◆ WRITTEN REQUEST 1
From the Clockwork Empires AI post, extract the passage between "So what have" and "naturally and gracefully.", inclusive.
◆ WRITTEN REQUEST 2
Write the next part of the Clockwork Empires AI post, picking up after its final sentence.

◆ PROVIDED TEXT
Once again, we are back to knife-fighting in the pit. This is the traditional game design approach at Gaslamp Games; we fight to defend our ideas, using oversized weapons and our bare hands. Recently, however, somebody has been seen fashioning a rudimentary lathe – a troubling development that will either upset the balance of power or be absolutely useless.
So what have we been fighting about? Well, all sorts of things. Today, let’s talk about the AI. The AI Cabal – Nicholas, Chris Whitman, and myself – have been hashing things out, and what we have is a data-driven, XML-based monstrosity that is sure to please everybody. The whole goal of Clockwork Empires’ AI is to provide characters in the game (currently referred to, in-engine, as Citizens, although this is not something that makes David happy; after all, we are a monarchy) with unique, rational, and relatable behaviours. The plan is to start simply, and add layers of complexity to the game until the goals and aspirations of characters appear to the player naturally and gracefully.
A citizen job consists of three basic parts: a collection of requirements, a utility function, and a finite state machine that consists of a collection of other, smaller, finite state machines. Hooray for complexity.

(Records for segmentation annotation)

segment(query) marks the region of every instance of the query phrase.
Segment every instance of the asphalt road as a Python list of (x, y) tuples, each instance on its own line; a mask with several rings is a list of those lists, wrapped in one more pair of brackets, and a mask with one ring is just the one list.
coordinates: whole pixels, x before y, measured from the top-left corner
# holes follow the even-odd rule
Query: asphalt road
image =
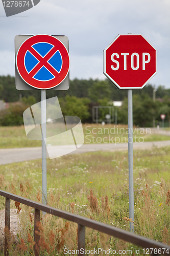
[[(170, 140), (151, 142), (134, 143), (134, 150), (151, 149), (154, 146), (170, 146)], [(85, 144), (71, 154), (81, 154), (95, 151), (119, 151), (128, 150), (128, 143)], [(41, 158), (41, 147), (23, 147), (0, 149), (0, 164), (22, 162)]]

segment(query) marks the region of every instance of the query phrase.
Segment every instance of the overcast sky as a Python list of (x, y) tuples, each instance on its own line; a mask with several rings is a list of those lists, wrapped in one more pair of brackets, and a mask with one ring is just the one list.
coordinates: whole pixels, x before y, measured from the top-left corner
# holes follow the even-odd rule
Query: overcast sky
[(104, 79), (103, 50), (118, 34), (132, 33), (157, 50), (150, 83), (170, 88), (169, 14), (169, 0), (41, 0), (7, 17), (1, 2), (0, 75), (15, 75), (15, 35), (46, 34), (68, 36), (70, 79)]

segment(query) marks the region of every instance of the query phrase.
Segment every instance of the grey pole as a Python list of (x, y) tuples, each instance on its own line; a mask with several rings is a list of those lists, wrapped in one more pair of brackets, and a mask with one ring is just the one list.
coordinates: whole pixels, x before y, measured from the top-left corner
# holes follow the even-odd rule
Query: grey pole
[[(132, 90), (128, 91), (128, 156), (129, 156), (129, 218), (134, 221), (134, 195), (133, 195), (133, 104)], [(134, 232), (133, 222), (130, 222), (131, 232)]]
[(115, 110), (115, 124), (117, 124), (117, 110)]
[(42, 203), (46, 202), (46, 91), (41, 90), (42, 131)]

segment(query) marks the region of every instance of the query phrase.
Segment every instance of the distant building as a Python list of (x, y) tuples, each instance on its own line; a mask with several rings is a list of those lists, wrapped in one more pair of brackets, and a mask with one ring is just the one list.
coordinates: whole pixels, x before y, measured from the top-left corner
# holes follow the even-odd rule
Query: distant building
[(121, 106), (123, 104), (123, 101), (113, 101), (113, 104), (114, 106)]

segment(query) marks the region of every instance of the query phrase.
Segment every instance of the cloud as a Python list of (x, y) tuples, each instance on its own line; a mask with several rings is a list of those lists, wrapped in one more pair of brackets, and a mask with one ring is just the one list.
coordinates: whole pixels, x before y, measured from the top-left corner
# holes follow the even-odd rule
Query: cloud
[[(22, 16), (0, 17), (1, 50), (12, 54), (17, 34), (67, 35), (70, 77), (100, 78), (103, 50), (118, 34), (141, 34), (158, 51), (156, 83), (170, 87), (169, 11), (169, 0), (42, 0)], [(1, 64), (3, 72), (12, 74), (12, 62), (6, 61)]]

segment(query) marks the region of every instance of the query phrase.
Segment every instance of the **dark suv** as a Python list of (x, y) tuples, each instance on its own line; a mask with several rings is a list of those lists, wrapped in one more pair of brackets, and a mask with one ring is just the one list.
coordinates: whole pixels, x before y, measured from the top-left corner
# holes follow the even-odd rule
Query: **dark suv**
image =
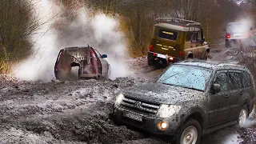
[[(248, 22), (230, 22), (226, 25), (225, 45), (226, 47), (233, 47), (239, 42), (244, 46), (251, 46), (254, 43), (253, 28)], [(242, 44), (242, 43), (241, 43)]]
[(129, 88), (114, 106), (116, 122), (177, 144), (200, 143), (201, 135), (236, 123), (242, 126), (254, 103), (254, 84), (242, 66), (184, 61), (155, 82)]

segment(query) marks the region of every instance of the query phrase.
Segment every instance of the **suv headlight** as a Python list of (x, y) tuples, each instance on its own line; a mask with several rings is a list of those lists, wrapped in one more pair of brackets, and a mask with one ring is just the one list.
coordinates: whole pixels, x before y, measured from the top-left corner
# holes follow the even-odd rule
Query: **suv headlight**
[(119, 106), (120, 103), (122, 102), (123, 98), (124, 98), (124, 96), (123, 96), (122, 94), (118, 94), (117, 96), (117, 98), (116, 98), (115, 102), (114, 102), (114, 105)]
[(177, 114), (181, 110), (182, 106), (176, 105), (161, 105), (157, 116), (163, 118), (167, 118)]

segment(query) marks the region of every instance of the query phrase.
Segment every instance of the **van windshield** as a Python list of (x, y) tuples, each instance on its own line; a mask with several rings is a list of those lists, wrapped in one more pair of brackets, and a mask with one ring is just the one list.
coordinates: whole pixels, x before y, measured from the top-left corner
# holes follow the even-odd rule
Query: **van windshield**
[(162, 29), (160, 29), (158, 33), (158, 38), (173, 40), (173, 41), (176, 41), (177, 35), (178, 35), (178, 33), (176, 31), (166, 30)]
[(157, 82), (204, 91), (212, 70), (192, 66), (173, 65)]
[(249, 24), (246, 22), (229, 23), (227, 30), (230, 32), (246, 32), (250, 30)]

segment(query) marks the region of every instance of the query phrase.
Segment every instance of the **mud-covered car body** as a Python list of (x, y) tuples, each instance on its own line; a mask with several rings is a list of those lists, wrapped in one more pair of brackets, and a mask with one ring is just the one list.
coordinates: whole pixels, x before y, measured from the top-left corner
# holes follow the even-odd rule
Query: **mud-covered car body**
[[(220, 77), (222, 74), (226, 79)], [(233, 76), (240, 76), (239, 81)], [(226, 90), (218, 80), (226, 81)], [(233, 86), (234, 80), (238, 86)], [(220, 91), (214, 91), (216, 85)], [(118, 122), (175, 136), (184, 122), (193, 118), (199, 122), (202, 133), (207, 134), (234, 124), (243, 106), (250, 113), (254, 94), (252, 76), (244, 66), (182, 62), (170, 66), (155, 82), (120, 94), (114, 115)], [(162, 122), (167, 123), (165, 130), (160, 126)]]
[(254, 41), (252, 27), (247, 22), (227, 23), (224, 31), (226, 31), (226, 47), (230, 47), (232, 44), (238, 44), (238, 41), (244, 44), (250, 44)]
[(78, 78), (108, 78), (110, 64), (104, 59), (106, 54), (101, 54), (97, 50), (90, 47), (67, 47), (61, 50), (58, 55), (54, 74), (57, 79), (65, 79), (71, 73), (73, 67)]
[(148, 51), (148, 65), (187, 58), (206, 58), (210, 45), (200, 23), (179, 18), (156, 19)]

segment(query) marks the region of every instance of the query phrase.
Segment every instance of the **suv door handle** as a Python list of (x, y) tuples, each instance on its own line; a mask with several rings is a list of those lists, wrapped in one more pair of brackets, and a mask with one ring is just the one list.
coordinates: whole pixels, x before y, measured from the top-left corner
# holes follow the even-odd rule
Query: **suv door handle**
[(226, 95), (225, 95), (225, 98), (230, 98), (230, 95), (229, 95), (229, 94), (226, 94)]

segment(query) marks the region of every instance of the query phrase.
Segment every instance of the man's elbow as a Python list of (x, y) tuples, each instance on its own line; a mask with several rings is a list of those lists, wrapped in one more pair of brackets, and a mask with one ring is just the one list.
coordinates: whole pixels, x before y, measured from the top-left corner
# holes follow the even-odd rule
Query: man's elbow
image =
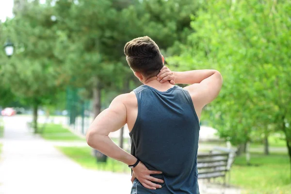
[(214, 74), (216, 75), (217, 80), (220, 83), (221, 83), (221, 85), (222, 85), (222, 82), (223, 81), (223, 80), (222, 78), (222, 75), (220, 73), (220, 72), (217, 70), (215, 70), (214, 72)]
[(86, 134), (86, 141), (87, 144), (90, 147), (96, 148), (98, 146), (99, 135), (94, 130), (90, 130)]

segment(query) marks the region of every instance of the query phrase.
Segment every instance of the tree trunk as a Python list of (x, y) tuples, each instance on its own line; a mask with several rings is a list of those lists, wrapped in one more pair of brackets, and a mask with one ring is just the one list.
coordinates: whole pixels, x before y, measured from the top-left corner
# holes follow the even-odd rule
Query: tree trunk
[(246, 143), (241, 144), (238, 146), (237, 154), (238, 156), (240, 155), (243, 153), (245, 153), (245, 147)]
[(265, 155), (269, 155), (269, 141), (268, 140), (268, 134), (265, 134), (264, 138), (264, 153)]
[[(287, 143), (288, 154), (289, 154), (289, 159), (290, 159), (290, 169), (291, 170), (291, 142), (287, 141)], [(290, 174), (290, 178), (291, 178), (291, 174)]]
[(101, 112), (101, 90), (97, 83), (93, 87), (93, 113), (94, 118)]
[[(95, 119), (101, 112), (101, 90), (97, 78), (95, 78), (92, 91), (93, 93), (93, 113)], [(92, 149), (91, 154), (92, 156), (96, 156), (95, 149)]]
[(247, 165), (251, 165), (251, 154), (250, 153), (250, 143), (247, 142), (245, 144), (245, 160), (246, 161), (246, 164)]
[(34, 102), (33, 104), (33, 129), (34, 133), (37, 133), (37, 110), (38, 110), (38, 104), (37, 102)]
[(120, 135), (119, 136), (119, 147), (123, 149), (123, 131), (124, 130), (124, 126), (120, 129)]
[(243, 153), (246, 153), (246, 149), (247, 149), (247, 142), (244, 142), (242, 144), (242, 151)]
[[(288, 129), (286, 129), (285, 123), (285, 117), (282, 118), (283, 125), (282, 126), (282, 130), (285, 134), (285, 140), (286, 140), (286, 146), (288, 150), (288, 154), (289, 155), (289, 159), (290, 160), (290, 170), (291, 170), (291, 133), (288, 131)], [(291, 170), (290, 170), (291, 173)], [(290, 173), (290, 178), (291, 178), (291, 173)]]

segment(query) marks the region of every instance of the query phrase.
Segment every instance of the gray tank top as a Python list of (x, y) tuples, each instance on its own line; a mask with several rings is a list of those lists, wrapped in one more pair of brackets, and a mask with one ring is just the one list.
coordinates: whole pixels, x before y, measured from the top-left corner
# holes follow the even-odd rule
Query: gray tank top
[(200, 126), (189, 92), (178, 86), (161, 92), (146, 85), (133, 90), (136, 121), (129, 133), (131, 154), (164, 180), (151, 190), (136, 178), (131, 194), (199, 194), (197, 152)]

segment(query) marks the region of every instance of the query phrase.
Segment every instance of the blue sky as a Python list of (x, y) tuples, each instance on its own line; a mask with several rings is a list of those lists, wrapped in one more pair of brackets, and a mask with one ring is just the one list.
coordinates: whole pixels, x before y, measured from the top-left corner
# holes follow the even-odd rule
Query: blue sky
[(4, 22), (6, 17), (13, 16), (13, 0), (0, 0), (0, 20)]

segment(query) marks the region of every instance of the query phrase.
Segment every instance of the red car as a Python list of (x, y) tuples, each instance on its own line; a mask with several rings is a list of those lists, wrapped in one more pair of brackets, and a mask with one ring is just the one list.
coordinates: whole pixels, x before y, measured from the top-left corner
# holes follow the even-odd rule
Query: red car
[(1, 111), (2, 116), (12, 116), (16, 114), (16, 111), (12, 108), (6, 108)]

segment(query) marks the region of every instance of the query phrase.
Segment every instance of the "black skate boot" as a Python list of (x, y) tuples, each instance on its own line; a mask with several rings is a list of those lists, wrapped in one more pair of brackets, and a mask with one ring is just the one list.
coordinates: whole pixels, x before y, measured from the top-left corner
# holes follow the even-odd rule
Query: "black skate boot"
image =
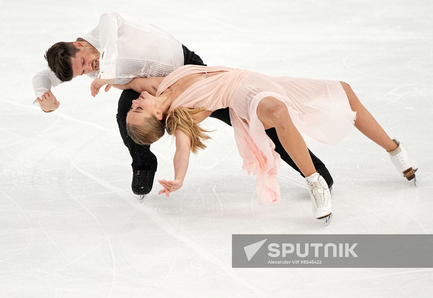
[(133, 172), (131, 188), (132, 192), (140, 196), (140, 203), (142, 202), (144, 195), (152, 190), (155, 176), (155, 172), (152, 170), (137, 170)]

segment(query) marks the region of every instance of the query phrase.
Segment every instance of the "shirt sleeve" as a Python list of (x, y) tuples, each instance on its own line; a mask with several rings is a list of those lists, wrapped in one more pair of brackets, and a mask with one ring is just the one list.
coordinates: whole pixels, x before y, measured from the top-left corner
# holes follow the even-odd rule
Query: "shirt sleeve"
[(122, 24), (122, 19), (119, 13), (110, 10), (104, 12), (99, 19), (97, 29), (101, 47), (100, 78), (109, 79), (116, 78), (118, 31)]
[[(51, 90), (52, 87), (58, 86), (61, 83), (61, 81), (55, 76), (49, 67), (37, 73), (32, 80), (35, 95), (36, 97), (39, 98), (44, 92)], [(33, 102), (33, 104), (39, 106), (39, 104), (36, 99)]]

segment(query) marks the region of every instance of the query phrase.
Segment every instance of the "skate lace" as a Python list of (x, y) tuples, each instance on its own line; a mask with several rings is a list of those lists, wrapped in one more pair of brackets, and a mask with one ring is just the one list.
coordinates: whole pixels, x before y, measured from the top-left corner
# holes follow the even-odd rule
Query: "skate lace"
[(137, 170), (136, 181), (138, 183), (142, 183), (146, 181), (146, 178), (149, 175), (149, 170)]
[[(314, 198), (314, 204), (317, 208), (324, 206), (329, 199), (330, 193), (329, 191), (326, 191), (327, 185), (324, 180), (319, 179), (318, 181), (311, 183), (308, 182), (310, 185), (310, 193)], [(322, 191), (320, 191), (322, 190)]]

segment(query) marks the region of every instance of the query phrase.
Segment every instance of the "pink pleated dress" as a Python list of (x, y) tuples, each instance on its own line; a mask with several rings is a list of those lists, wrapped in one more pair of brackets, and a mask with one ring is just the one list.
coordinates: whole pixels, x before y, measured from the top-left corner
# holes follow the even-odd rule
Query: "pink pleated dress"
[(336, 145), (353, 127), (356, 113), (338, 81), (271, 77), (224, 66), (187, 65), (164, 78), (156, 96), (186, 75), (221, 71), (226, 72), (190, 86), (173, 101), (169, 112), (181, 107), (203, 106), (210, 111), (229, 107), (242, 168), (257, 176), (260, 204), (281, 198), (277, 179), (281, 159), (256, 112), (263, 98), (271, 96), (285, 104), (299, 131), (325, 144)]

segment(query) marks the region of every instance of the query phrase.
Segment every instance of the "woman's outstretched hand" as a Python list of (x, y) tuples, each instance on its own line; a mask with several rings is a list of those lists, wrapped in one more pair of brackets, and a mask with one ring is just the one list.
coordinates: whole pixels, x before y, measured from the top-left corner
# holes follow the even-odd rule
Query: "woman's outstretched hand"
[(180, 179), (177, 179), (174, 181), (171, 180), (158, 180), (159, 184), (164, 187), (164, 189), (159, 191), (158, 194), (165, 194), (167, 197), (170, 196), (170, 193), (178, 190), (183, 185), (183, 181)]

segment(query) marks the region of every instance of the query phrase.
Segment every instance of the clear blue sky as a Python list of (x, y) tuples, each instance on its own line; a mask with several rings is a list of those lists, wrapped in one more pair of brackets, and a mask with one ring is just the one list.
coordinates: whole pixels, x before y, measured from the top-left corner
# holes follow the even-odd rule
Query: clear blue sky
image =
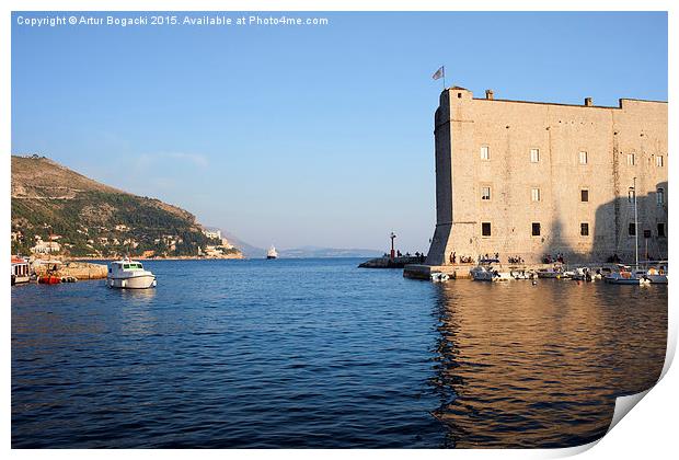
[(39, 28), (20, 15), (44, 16), (13, 13), (13, 153), (39, 152), (260, 246), (385, 250), (394, 230), (404, 251), (428, 249), (441, 64), (448, 85), (476, 95), (667, 100), (665, 13)]

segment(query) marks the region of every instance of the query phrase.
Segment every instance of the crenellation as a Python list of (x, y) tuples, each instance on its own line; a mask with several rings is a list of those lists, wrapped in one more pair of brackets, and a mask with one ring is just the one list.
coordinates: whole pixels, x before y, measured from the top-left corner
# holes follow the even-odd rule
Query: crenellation
[[(453, 87), (441, 93), (435, 127), (437, 226), (427, 264), (448, 264), (452, 252), (629, 258), (634, 177), (640, 254), (648, 243), (648, 255), (667, 256), (667, 103), (507, 101), (491, 90), (476, 99)], [(652, 237), (641, 238), (644, 230)]]

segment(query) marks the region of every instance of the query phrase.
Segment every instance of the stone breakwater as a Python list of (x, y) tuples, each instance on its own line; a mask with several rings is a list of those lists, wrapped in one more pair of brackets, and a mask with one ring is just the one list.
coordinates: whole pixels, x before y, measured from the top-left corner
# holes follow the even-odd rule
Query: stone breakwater
[[(56, 271), (54, 269), (56, 266)], [(106, 277), (108, 267), (90, 262), (66, 262), (64, 264), (34, 264), (36, 275), (46, 275), (48, 271), (59, 277), (72, 276), (78, 279), (102, 279)]]
[(419, 255), (404, 255), (400, 257), (377, 257), (364, 262), (358, 268), (403, 268), (407, 264), (422, 264), (425, 257)]

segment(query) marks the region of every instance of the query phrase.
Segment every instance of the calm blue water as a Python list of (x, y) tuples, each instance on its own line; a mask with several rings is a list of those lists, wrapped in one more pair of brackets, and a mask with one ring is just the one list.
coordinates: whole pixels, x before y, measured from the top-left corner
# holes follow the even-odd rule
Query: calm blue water
[(12, 288), (14, 448), (565, 447), (657, 380), (667, 287), (158, 261)]

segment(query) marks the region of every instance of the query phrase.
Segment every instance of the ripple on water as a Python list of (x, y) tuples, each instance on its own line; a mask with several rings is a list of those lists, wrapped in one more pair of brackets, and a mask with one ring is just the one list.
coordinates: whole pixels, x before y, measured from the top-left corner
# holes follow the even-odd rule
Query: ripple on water
[(12, 288), (12, 446), (564, 447), (665, 358), (667, 288), (434, 285), (352, 260)]

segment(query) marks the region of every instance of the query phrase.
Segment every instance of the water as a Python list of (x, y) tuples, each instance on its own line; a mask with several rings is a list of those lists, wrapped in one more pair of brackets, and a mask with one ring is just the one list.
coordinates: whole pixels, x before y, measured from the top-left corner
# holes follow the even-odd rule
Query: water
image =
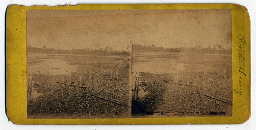
[(76, 66), (69, 65), (67, 62), (63, 60), (44, 59), (41, 61), (41, 63), (28, 65), (28, 73), (45, 75), (67, 74), (76, 70)]

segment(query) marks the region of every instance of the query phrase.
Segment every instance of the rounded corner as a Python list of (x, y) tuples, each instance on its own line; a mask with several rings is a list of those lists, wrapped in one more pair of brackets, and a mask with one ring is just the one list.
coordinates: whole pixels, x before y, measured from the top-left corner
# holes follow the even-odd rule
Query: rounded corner
[(5, 115), (6, 115), (6, 117), (7, 117), (8, 120), (8, 121), (11, 121), (11, 122), (12, 122), (13, 124), (16, 124), (16, 125), (22, 125), (22, 123), (20, 123), (20, 122), (19, 122), (20, 121), (19, 121), (19, 120), (16, 120), (15, 119), (15, 118), (13, 118), (11, 117), (11, 116), (9, 116), (8, 113), (7, 112), (5, 112)]
[(250, 20), (250, 14), (249, 13), (249, 12), (248, 11), (248, 9), (247, 9), (247, 8), (246, 8), (245, 6), (239, 4), (232, 4), (233, 5), (234, 5), (236, 9), (239, 9), (239, 10), (243, 10), (244, 11), (245, 11), (245, 12), (246, 12), (246, 13), (247, 14), (247, 15), (248, 15), (248, 16), (249, 17), (249, 19)]

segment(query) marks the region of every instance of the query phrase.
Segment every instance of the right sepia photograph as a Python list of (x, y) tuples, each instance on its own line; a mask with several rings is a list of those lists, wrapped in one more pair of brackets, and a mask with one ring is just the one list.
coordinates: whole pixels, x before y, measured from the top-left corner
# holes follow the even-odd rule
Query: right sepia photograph
[(231, 10), (133, 10), (132, 118), (232, 116)]

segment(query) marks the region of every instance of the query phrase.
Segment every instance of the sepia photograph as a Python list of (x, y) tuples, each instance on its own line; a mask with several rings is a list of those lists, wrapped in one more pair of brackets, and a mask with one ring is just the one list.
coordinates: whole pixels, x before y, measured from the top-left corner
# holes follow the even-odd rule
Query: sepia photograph
[(134, 10), (133, 118), (232, 115), (230, 9)]
[(28, 119), (131, 117), (131, 12), (27, 11)]
[(27, 118), (232, 116), (229, 9), (27, 11)]

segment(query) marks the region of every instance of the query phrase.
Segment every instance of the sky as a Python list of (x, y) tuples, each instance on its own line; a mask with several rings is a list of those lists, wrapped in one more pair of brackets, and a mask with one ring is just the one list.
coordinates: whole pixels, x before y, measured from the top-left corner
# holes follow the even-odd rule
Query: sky
[(130, 10), (33, 10), (27, 16), (27, 43), (33, 47), (121, 50), (131, 45)]
[(172, 48), (232, 47), (230, 9), (34, 10), (28, 10), (27, 16), (27, 45), (33, 47), (108, 46), (117, 50), (126, 50), (132, 43)]
[(132, 43), (168, 48), (232, 47), (230, 9), (133, 11)]

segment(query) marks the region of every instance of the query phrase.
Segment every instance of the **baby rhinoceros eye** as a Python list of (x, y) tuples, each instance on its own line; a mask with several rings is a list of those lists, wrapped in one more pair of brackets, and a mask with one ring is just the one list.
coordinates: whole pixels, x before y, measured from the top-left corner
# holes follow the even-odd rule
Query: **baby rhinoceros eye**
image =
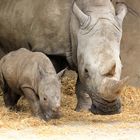
[(85, 69), (85, 77), (88, 78), (89, 77), (89, 72), (87, 69)]

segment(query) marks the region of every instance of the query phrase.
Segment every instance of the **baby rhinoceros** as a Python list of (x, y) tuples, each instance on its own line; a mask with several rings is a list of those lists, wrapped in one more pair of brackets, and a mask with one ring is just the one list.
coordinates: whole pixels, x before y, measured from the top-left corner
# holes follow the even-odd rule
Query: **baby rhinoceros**
[(43, 53), (21, 48), (5, 55), (0, 60), (0, 86), (6, 107), (13, 108), (24, 95), (35, 116), (60, 117), (60, 81)]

◆ TASK OUTPUT 1
So what have we been fighting about? Well, all sorts of things. Today, let’s talk about the AI. The AI Cabal – Nicholas, Chris Whitman, and myself – have been hashing things out, and what we have is a data-driven, XML-based monstrosity that is sure to please everybody. The whole goal of Clockwork Empires’ AI is to provide characters in the game (currently referred to, in-engine, as Citizens, although this is not something that makes David happy; after all, we are a monarchy) with unique, rational, and relatable behaviours. The plan is to start simply, and add layers of complexity to the game until the goals and aspirations of characters appear to the player naturally and gracefully.

◆ TASK OUTPUT 2
When a citizen has no job, they poll the job blackboard (an invisible construct, as far as the player is concerned) asking for work. The jobs dispatcher looks at the list of all jobs that a citizen can perform (based on what, we don’t know – right now, it’s basically just a whitelist), and returns one job that it would like the citizen to do. The citizen then looks at all the jobs that it wants to do that aren’t on the blackboard – things like eating, sleeping, and ingesting opium pods – and ranks each of these jobs according to two things:
- Do I have enough resources to complete the job? If not, this job is invalid. (i.e. if there is no lumber, I can’t cut trees; if there are no opium pods, I cannot ingest opium pods.)
- How happy will this job make me?
The happiness of a job is determined using utility functions. The utility of a task is determined by a number of factors – basic constraints, variable constraints (how hungry am I? how mad am I?), and distance constraints (how far am I from the match factory?) Characters then color their utility function based on their own individual preferences: favourite pub, peaceful disposition, distrust of honeybees, general laziness, piousness, or whatever else we want. Some of these pieces of information come from a character traits system; characters with certain traits may be more likely (or less likely) to do certain things.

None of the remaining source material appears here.